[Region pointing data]
##########

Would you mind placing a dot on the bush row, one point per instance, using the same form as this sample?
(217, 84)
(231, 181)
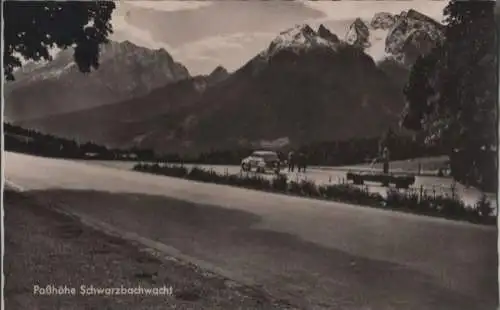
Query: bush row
(408, 200)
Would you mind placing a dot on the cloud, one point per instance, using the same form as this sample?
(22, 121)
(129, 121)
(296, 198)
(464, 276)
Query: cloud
(231, 51)
(170, 6)
(123, 30)
(341, 10)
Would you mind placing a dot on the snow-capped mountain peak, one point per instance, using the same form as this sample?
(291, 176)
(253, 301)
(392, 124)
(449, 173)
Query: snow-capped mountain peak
(300, 38)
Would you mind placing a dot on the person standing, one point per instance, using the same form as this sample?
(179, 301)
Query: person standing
(302, 162)
(386, 158)
(291, 161)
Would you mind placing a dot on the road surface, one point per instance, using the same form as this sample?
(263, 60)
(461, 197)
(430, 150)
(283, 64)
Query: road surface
(332, 175)
(315, 254)
(44, 248)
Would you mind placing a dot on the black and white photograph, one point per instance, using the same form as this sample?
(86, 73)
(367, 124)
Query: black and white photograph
(232, 154)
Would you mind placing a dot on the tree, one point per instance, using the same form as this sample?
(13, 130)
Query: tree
(452, 93)
(33, 28)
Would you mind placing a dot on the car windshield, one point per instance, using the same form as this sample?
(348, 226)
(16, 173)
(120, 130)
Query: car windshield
(266, 156)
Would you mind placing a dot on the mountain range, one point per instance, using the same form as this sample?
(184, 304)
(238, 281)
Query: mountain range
(306, 86)
(125, 71)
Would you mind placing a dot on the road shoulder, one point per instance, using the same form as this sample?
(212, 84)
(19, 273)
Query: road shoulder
(45, 248)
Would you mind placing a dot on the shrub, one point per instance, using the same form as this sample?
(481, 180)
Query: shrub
(308, 188)
(295, 188)
(408, 199)
(483, 207)
(280, 183)
(350, 193)
(449, 206)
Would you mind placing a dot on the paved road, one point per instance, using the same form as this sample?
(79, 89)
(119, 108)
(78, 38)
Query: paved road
(46, 248)
(316, 254)
(328, 175)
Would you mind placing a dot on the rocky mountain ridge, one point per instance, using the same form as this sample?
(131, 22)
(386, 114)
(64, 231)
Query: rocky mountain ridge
(403, 37)
(306, 86)
(125, 71)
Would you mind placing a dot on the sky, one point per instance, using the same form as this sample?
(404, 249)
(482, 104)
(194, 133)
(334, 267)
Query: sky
(205, 34)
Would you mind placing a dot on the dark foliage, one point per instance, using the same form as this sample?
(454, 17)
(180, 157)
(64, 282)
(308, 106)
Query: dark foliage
(452, 93)
(32, 28)
(28, 141)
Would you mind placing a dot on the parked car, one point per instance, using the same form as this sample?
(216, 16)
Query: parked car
(262, 161)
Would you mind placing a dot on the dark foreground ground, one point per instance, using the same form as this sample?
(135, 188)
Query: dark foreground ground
(46, 248)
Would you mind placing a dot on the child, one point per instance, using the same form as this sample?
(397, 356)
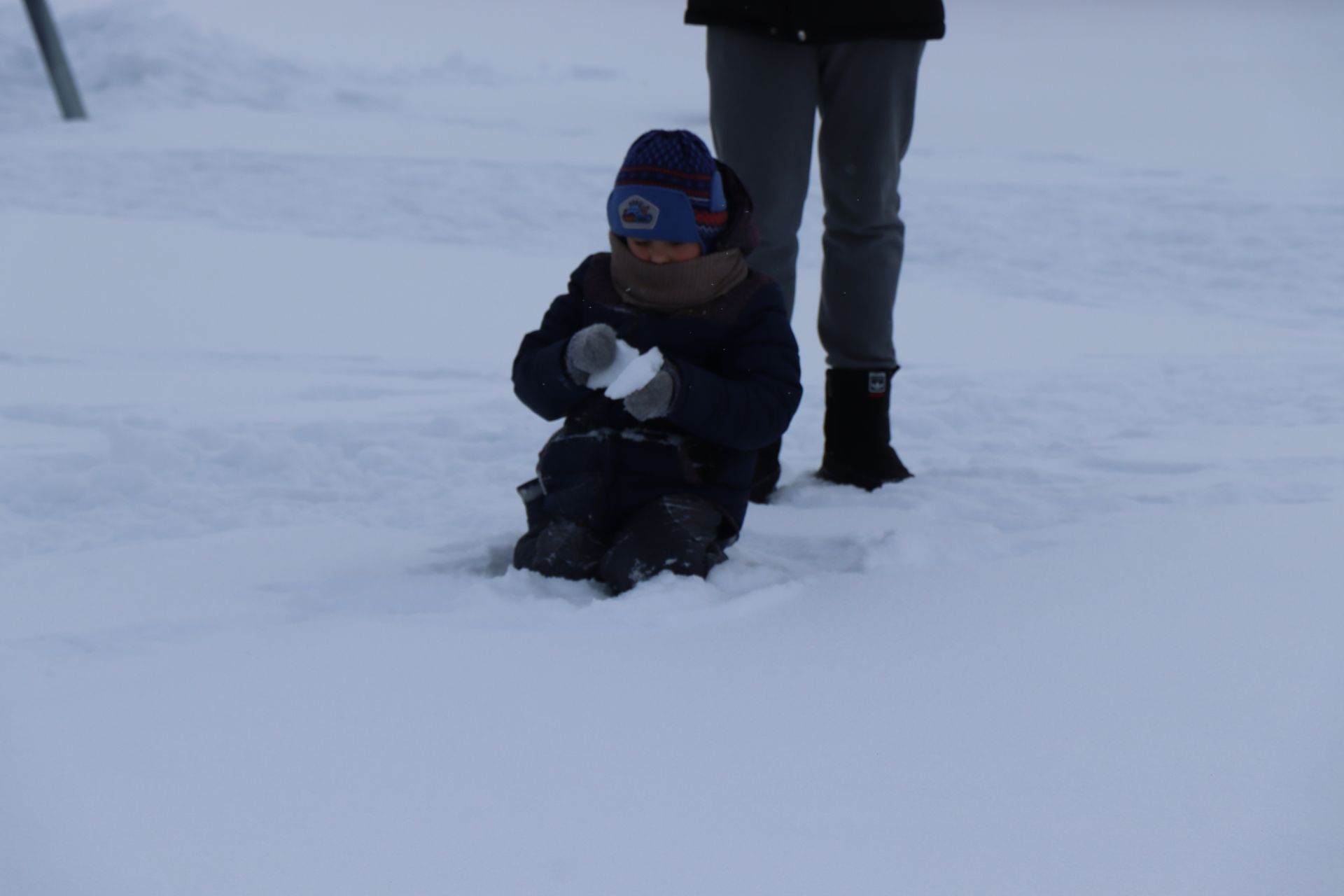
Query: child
(659, 479)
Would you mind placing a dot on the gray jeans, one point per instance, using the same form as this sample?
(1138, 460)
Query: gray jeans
(764, 101)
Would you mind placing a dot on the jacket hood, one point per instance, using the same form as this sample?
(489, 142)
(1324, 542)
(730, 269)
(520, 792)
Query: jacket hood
(741, 232)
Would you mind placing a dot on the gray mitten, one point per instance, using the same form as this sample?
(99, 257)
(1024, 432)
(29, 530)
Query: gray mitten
(655, 398)
(590, 351)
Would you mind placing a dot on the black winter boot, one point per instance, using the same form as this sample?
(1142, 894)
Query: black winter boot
(678, 532)
(858, 430)
(766, 476)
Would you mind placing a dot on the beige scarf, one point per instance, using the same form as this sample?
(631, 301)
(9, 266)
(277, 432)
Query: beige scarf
(676, 285)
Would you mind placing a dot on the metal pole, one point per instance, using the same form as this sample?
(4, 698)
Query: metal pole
(62, 81)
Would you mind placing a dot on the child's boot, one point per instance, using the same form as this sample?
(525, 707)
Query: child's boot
(554, 547)
(858, 430)
(678, 532)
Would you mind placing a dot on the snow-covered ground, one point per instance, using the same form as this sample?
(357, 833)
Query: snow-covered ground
(258, 451)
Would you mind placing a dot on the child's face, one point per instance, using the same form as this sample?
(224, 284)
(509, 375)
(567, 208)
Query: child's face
(660, 251)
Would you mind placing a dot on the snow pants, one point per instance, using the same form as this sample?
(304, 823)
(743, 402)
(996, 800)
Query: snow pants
(678, 532)
(764, 101)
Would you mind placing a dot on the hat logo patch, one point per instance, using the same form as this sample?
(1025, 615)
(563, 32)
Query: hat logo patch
(638, 213)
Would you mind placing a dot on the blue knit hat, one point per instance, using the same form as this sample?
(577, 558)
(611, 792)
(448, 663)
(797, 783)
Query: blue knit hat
(668, 188)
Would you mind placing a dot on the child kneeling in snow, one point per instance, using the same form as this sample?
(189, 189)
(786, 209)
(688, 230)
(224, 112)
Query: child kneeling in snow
(671, 363)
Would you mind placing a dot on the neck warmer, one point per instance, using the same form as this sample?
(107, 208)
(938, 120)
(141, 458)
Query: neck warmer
(675, 285)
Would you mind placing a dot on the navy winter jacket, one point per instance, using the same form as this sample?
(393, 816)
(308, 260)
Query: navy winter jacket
(824, 20)
(738, 388)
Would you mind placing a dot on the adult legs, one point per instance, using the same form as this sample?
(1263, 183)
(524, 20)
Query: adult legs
(762, 111)
(867, 115)
(867, 101)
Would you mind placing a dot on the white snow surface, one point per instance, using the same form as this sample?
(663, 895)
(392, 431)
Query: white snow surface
(258, 448)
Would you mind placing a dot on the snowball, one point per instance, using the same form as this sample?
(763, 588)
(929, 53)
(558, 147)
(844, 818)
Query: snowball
(636, 374)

##########

## [Work request]
Please repeat all of the entries above word for word, but drop any pictures.

## [Answer space]
Would you mind placing a dot on the bush row, one point per instance, using the same form as this sample?
(217, 84)
(231, 181)
Query: bush row
(408, 200)
Would you mind placing a dot on the cloud, one point per instance, using the same form as this sample?
(22, 121)
(129, 121)
(296, 198)
(464, 276)
Query: cloud
(231, 51)
(170, 6)
(123, 30)
(341, 10)
Would you mind placing a dot on the snow-capped mountain peak, one point per instance, using the same form as this sample?
(291, 176)
(253, 301)
(392, 124)
(449, 173)
Query: snow-capped mountain peak
(300, 38)
Would you mind placing a dot on the person standing, one point per instance, using the same form as this sample?
(179, 301)
Query: person standing
(302, 162)
(386, 158)
(291, 161)
Would you mind placing a dot on the road surface, one point per instance, using the same form as this sample?
(263, 60)
(461, 197)
(430, 150)
(283, 64)
Query: road surface
(332, 175)
(315, 254)
(44, 248)
Would you mind placing a dot on the black and white photograph, one point per instance, using the same form as this sample?
(86, 73)
(367, 124)
Query: black and white photograph
(232, 154)
Would you mind placing a dot on the tree, one point per instance, using the same form as this sample?
(13, 130)
Query: tree
(452, 93)
(33, 28)
Would you mind placing a dot on the car windshield, one point per instance, using the same form as this sample?
(348, 226)
(16, 173)
(120, 130)
Query: car windshield
(266, 156)
Would you mind placing a dot on the mountain range, one point per instance, using the same form as this sample?
(184, 304)
(238, 281)
Query: mountain range
(306, 86)
(125, 71)
Would you mind placing a dot on the road shoulder, one point per instance, using the same form as this sample?
(212, 84)
(19, 273)
Query: road shoulder
(45, 248)
Would you mind placing a dot on the shrub, one point per instance, using the same form as this sample?
(481, 180)
Query: shrub
(308, 188)
(295, 188)
(408, 199)
(483, 207)
(280, 183)
(350, 193)
(449, 206)
Would you mind placing a dot on the paved road, one point per instance, using the same form as this sample?
(79, 89)
(119, 108)
(78, 38)
Query: paved road
(46, 248)
(316, 254)
(328, 175)
Would you mind placing a dot on the rocky mountain ridge, one point per instance, using the same form as this sample?
(131, 22)
(386, 114)
(64, 231)
Query: rocky mountain ridge
(403, 37)
(306, 86)
(125, 71)
Would you mind placing a dot on the sky, one point per instance, using the same form as this sample?
(404, 249)
(482, 104)
(194, 133)
(334, 267)
Query: sky
(205, 34)
Would you mind placing a dot on the dark foliage, one point per instance, using the same form as this sample?
(454, 17)
(180, 157)
(64, 282)
(308, 106)
Query: dark foliage
(452, 93)
(32, 28)
(28, 141)
Would you mind placing a dot on the parked car, one point per instance, using the same form as this sample?
(216, 16)
Query: parked car
(262, 161)
Would you mind placing a dot on the dark foreground ground, one point per instance, using the same form as this sample?
(135, 188)
Query: dark foreground ground
(46, 248)
Would you mind placing a dot on the child, one point per instance, using the same form as this sample?
(397, 356)
Query: child
(659, 479)
Would you mind placing a dot on the gray jeans, one point per instance, using the same form as this sample?
(1138, 460)
Query: gray jeans
(764, 101)
Would you mind placing a dot on the jacket hood, one point per instance, using the same form as this sample?
(489, 142)
(1324, 542)
(730, 269)
(520, 792)
Query: jacket hood
(741, 232)
Would you mind placing a dot on the gray mitten, one point per instance, using the same form as this sample?
(99, 257)
(1024, 432)
(29, 530)
Query: gray mitten
(655, 398)
(590, 351)
Would you mind placing a dot on the black winter boot, one point per instance, using the same form as this sample?
(1142, 894)
Query: black winter boot
(678, 532)
(858, 430)
(766, 476)
Would you mind placing a dot on the beige scarf, one point per instance, using the same form as this sample?
(631, 301)
(9, 266)
(277, 432)
Query: beige scarf
(676, 285)
Would you mind placing a dot on the metal pole, one point per instance, using the same form as this sample?
(4, 698)
Query: metal pole
(62, 81)
Would you mind placing a dot on the child's boot, one point per instance, using the same form as this sample?
(525, 707)
Query: child's boot
(554, 547)
(858, 430)
(678, 532)
Would you mind placing a dot on the snow-covered ground, one point per instance, using the same form as this sample?
(357, 833)
Query: snow-covered ground
(258, 451)
Would you mind placing a dot on the child's face, one point per instance, using the same form as this sample?
(224, 284)
(509, 375)
(567, 208)
Query: child's face
(660, 251)
Would you mind placing a dot on the snow pants, one point per instance, using the same form as this sample?
(304, 823)
(743, 402)
(996, 800)
Query: snow pants
(678, 532)
(764, 101)
Would you mind placing a dot on the hat logo patch, one point per instance, using the same form as this sample?
(1025, 615)
(563, 32)
Query: hat logo patch
(638, 213)
Would you mind placing a dot on the blue knit hat, one point per instance, using the same form as this sample?
(577, 558)
(611, 792)
(448, 663)
(797, 783)
Query: blue knit hat
(668, 188)
Would you mind placing a dot on the child kneeling in snow, one point per instance, using the same form as this sample?
(189, 189)
(786, 209)
(688, 230)
(224, 112)
Query: child kneeling in snow
(671, 363)
Would you mind placing a dot on the neck warmer, one point per instance, using the same form as this sample?
(107, 208)
(938, 120)
(141, 458)
Query: neck warmer
(675, 285)
Would you mind placing a dot on the navy winter jacket, one point per instance, using the same form as this sample?
(393, 816)
(308, 260)
Query: navy winter jacket
(824, 20)
(738, 388)
Would you mind placing a dot on the adult legs, one point per instance, using the same form as this sample?
(1263, 183)
(524, 20)
Query: adult legs
(762, 111)
(867, 115)
(867, 101)
Would you mind placing a dot on the white snow surface, one point per instance, using the same form as this sample?
(663, 895)
(392, 431)
Query: white snow surface
(258, 448)
Would you mind placing a dot on the snowball, one point per instance, using the same form as this sample?
(763, 588)
(929, 53)
(558, 147)
(844, 818)
Query: snowball
(636, 374)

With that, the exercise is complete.